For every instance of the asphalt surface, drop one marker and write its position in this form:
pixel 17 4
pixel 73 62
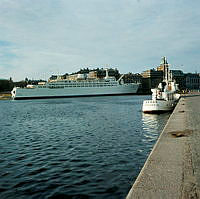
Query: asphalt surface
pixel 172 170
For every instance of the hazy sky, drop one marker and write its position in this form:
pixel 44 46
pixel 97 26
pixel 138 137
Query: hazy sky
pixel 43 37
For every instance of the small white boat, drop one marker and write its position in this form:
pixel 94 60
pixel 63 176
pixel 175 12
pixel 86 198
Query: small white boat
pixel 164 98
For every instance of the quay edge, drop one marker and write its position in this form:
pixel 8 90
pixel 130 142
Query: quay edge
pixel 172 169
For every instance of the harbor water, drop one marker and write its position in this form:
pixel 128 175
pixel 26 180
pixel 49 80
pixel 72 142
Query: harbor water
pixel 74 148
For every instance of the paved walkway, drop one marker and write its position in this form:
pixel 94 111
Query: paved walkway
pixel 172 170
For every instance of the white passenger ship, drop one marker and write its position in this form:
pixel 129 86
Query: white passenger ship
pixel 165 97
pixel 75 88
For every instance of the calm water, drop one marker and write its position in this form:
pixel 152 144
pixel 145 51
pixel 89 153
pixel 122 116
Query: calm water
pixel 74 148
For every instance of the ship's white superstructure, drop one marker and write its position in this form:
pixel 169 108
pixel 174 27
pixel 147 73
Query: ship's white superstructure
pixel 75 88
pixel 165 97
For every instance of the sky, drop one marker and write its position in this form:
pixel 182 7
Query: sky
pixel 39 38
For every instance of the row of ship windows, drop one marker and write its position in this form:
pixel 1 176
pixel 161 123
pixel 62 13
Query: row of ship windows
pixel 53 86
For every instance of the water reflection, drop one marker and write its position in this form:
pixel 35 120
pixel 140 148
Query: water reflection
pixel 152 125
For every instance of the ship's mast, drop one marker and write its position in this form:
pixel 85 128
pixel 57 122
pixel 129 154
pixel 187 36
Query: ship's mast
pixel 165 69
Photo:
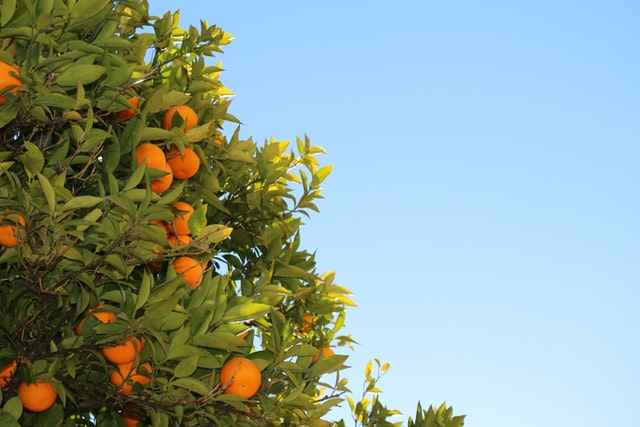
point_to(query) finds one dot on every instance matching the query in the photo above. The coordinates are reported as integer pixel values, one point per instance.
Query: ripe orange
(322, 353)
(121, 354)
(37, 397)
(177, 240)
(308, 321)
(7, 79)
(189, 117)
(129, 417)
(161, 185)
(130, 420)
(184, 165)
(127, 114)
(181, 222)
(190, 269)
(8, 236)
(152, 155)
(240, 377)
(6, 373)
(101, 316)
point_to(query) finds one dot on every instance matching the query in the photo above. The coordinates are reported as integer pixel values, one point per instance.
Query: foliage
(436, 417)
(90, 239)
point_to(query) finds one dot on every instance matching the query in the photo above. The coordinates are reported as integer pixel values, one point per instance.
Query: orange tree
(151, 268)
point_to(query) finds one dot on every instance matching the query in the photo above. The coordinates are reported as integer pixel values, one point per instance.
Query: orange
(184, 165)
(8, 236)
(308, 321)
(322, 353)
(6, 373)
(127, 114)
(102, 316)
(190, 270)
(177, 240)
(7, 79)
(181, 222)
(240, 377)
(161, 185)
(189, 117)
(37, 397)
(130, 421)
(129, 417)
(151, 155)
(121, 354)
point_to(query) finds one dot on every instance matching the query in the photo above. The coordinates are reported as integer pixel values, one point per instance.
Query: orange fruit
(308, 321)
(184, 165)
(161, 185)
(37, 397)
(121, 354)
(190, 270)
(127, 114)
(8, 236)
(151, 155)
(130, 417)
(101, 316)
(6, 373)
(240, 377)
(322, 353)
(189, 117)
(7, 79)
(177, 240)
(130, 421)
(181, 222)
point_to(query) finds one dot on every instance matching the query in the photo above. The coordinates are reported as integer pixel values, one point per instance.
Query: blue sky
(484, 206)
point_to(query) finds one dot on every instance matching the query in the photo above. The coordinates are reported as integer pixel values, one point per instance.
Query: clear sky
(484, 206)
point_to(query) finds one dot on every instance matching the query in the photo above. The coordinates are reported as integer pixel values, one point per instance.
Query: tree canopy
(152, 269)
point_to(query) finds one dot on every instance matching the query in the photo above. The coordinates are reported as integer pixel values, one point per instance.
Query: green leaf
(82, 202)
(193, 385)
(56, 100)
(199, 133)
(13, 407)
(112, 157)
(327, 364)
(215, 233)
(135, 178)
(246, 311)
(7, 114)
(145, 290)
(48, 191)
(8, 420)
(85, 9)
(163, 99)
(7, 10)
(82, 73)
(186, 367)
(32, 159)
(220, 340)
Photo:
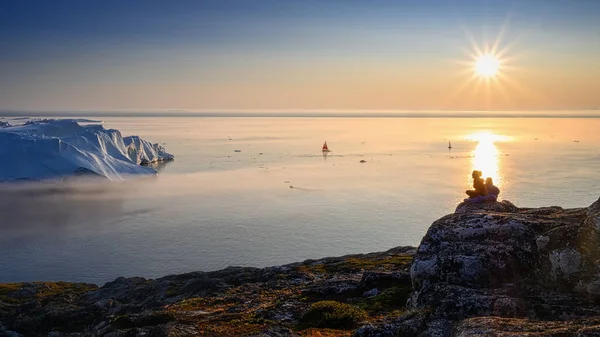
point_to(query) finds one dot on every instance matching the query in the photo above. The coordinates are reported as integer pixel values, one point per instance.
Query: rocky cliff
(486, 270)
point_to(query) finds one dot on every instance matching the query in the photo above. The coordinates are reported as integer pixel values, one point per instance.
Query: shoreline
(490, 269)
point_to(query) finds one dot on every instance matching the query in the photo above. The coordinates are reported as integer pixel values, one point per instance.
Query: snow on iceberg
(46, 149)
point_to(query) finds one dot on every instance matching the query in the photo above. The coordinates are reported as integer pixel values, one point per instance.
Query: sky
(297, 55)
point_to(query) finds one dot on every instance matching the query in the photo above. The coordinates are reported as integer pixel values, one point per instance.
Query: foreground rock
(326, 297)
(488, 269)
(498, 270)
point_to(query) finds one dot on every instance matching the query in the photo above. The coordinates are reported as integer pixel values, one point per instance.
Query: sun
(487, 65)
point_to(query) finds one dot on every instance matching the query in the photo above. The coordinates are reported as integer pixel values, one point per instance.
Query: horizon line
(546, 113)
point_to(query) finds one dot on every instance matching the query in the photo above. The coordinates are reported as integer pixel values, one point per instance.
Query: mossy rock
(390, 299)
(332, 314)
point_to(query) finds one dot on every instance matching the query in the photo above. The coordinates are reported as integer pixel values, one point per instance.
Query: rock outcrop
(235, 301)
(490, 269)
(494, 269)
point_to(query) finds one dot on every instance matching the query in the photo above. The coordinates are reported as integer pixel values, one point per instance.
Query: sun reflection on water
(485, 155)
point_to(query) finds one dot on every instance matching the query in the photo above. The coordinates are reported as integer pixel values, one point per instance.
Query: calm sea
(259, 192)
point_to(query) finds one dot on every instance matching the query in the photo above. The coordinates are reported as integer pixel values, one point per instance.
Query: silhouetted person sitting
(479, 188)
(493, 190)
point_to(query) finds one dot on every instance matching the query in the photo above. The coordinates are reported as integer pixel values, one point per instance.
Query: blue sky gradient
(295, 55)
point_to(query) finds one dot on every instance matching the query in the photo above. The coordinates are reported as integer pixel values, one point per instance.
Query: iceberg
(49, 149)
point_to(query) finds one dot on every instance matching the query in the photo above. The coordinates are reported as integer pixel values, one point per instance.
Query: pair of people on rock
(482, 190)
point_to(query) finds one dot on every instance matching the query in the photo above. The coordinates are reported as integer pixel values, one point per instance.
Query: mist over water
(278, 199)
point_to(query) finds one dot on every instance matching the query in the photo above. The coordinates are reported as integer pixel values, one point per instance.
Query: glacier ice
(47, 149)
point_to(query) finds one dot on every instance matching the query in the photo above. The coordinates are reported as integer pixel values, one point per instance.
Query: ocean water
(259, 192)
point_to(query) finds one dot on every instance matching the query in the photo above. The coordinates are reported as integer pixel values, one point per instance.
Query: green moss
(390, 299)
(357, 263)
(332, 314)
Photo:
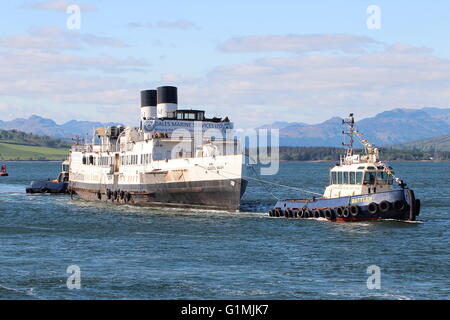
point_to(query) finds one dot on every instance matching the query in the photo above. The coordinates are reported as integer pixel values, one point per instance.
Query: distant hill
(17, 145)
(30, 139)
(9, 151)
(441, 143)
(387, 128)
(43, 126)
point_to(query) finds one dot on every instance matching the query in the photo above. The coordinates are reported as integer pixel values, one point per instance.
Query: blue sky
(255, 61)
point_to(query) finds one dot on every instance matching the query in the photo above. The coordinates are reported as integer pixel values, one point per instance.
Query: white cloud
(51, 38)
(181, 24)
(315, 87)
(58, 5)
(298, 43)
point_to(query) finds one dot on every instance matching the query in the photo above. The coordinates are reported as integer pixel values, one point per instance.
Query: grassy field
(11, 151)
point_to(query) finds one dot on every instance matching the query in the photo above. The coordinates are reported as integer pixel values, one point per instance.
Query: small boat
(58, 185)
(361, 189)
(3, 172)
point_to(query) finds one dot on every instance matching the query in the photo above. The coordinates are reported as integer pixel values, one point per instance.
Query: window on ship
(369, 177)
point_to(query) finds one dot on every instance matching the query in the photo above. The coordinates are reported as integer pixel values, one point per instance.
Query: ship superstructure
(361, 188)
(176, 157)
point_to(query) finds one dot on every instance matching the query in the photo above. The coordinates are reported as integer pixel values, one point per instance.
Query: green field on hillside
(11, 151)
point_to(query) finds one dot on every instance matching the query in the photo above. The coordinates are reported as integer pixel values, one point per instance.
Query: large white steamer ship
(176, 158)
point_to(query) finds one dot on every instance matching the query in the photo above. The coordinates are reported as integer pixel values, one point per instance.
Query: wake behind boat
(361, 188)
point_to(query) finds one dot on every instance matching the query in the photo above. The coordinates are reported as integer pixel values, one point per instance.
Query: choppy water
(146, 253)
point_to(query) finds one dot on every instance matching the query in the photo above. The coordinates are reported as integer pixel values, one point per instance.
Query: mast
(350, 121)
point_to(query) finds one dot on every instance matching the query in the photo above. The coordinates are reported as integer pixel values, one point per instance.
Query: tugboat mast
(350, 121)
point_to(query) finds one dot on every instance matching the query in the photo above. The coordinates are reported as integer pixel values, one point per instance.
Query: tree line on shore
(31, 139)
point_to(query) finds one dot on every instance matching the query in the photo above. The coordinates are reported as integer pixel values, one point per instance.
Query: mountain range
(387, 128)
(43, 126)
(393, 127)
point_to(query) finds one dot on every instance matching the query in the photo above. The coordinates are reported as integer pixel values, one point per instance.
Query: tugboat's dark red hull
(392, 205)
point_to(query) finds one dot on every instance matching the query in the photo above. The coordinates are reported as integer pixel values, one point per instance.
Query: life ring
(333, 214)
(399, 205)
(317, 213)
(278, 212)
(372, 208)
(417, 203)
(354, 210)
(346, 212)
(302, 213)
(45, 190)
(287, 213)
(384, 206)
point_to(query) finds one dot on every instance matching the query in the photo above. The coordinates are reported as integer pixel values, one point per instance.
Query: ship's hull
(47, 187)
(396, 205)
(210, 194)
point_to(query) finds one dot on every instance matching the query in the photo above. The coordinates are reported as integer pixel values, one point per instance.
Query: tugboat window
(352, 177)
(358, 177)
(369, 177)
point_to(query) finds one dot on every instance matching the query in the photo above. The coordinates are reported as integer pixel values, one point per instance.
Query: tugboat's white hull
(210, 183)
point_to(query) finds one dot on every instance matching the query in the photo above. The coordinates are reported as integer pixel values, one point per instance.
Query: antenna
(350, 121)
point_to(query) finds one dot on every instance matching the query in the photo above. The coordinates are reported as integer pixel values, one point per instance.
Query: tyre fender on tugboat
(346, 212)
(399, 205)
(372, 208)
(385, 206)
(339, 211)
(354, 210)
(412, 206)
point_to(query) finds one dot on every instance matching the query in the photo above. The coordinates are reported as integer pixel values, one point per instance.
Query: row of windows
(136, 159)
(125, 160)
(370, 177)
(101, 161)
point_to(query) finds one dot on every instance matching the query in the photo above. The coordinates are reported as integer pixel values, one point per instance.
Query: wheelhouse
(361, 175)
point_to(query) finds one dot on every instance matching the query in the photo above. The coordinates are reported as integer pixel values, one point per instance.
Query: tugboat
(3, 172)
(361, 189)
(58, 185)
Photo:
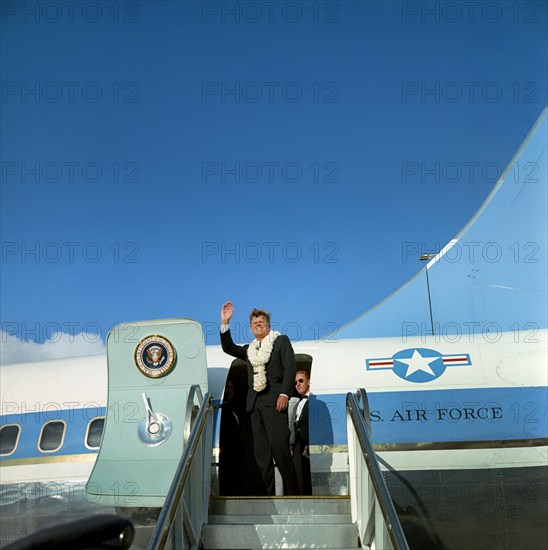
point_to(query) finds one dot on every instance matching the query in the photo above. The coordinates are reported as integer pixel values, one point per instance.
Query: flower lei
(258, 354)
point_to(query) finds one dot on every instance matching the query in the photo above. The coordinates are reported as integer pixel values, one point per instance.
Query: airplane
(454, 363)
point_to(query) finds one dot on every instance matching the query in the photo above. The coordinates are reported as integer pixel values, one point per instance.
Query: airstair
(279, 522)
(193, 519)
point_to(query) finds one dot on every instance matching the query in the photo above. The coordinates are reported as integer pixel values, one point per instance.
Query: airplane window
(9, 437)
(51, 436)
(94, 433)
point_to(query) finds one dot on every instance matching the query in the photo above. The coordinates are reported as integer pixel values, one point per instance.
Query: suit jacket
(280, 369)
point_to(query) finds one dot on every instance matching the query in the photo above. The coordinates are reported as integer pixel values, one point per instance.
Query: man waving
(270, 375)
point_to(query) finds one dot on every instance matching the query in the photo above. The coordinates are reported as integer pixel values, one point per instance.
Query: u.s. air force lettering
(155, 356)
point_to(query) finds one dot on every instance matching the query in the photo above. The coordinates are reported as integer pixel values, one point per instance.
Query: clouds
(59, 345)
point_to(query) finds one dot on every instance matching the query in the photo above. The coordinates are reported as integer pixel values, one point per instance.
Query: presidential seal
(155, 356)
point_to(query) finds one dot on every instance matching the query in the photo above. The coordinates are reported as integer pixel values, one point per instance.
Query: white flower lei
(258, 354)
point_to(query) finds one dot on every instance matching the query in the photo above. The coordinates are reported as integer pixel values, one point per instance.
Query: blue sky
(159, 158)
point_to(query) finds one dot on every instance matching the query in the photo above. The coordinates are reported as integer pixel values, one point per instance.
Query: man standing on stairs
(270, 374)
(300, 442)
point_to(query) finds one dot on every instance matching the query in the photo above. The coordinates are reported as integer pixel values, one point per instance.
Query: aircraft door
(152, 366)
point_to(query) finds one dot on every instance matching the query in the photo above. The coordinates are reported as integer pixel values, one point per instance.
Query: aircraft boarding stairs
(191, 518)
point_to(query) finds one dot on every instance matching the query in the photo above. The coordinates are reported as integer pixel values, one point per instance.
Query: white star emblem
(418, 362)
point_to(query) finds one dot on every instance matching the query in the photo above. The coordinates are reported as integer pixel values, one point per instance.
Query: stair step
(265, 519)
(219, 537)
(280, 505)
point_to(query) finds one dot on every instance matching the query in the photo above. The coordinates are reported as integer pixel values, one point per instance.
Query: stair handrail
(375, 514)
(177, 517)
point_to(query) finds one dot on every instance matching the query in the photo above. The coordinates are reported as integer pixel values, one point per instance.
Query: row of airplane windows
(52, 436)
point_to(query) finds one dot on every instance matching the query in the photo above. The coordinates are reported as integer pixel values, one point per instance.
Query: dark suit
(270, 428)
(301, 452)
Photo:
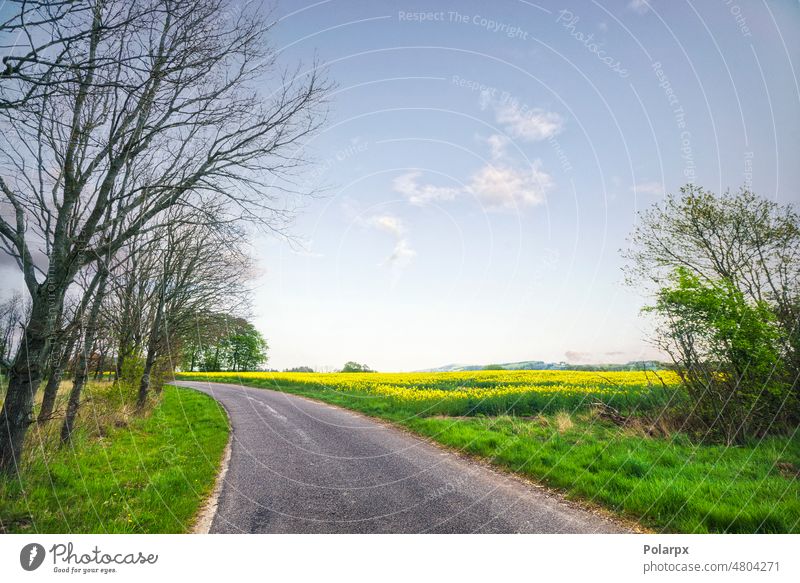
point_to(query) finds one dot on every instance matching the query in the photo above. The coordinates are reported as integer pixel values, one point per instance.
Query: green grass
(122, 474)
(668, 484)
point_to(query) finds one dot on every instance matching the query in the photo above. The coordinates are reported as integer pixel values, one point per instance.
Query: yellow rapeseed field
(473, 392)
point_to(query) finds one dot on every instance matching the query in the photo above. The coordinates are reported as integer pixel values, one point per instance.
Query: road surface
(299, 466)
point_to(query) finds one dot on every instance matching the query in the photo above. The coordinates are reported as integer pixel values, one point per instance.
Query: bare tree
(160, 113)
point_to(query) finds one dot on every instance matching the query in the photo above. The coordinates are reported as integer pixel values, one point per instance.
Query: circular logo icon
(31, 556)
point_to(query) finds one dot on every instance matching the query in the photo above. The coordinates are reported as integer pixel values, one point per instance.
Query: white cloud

— What needs to be done —
From the opening line of the entries, copy each line exactly until the line with "pixel 94 111", which is copied as well; leave out pictures.

— Result for this exercise —
For every instance of the asphalt surface, drop one marker and write its position in this form:
pixel 17 4
pixel 73 62
Query: asphalt surface
pixel 172 170
For every instance of the hazy sky, drop one marker and write its position in this form:
pixel 44 46
pixel 97 26
pixel 138 137
Query: hazy sky
pixel 43 37
For every instance of the small white boat, drop one marker and write its position in this form:
pixel 94 60
pixel 63 176
pixel 175 12
pixel 86 198
Query: small white boat
pixel 164 98
For every instance of the quay edge, drop one marker and write its position in this form:
pixel 8 90
pixel 130 142
Query: quay edge
pixel 172 169
For every instance of the harbor water, drop one marker and write its position in this form:
pixel 128 175
pixel 26 180
pixel 49 80
pixel 72 142
Query: harbor water
pixel 74 148
For every instance of the paved walkway, drop one marker and write its position in this form:
pixel 94 111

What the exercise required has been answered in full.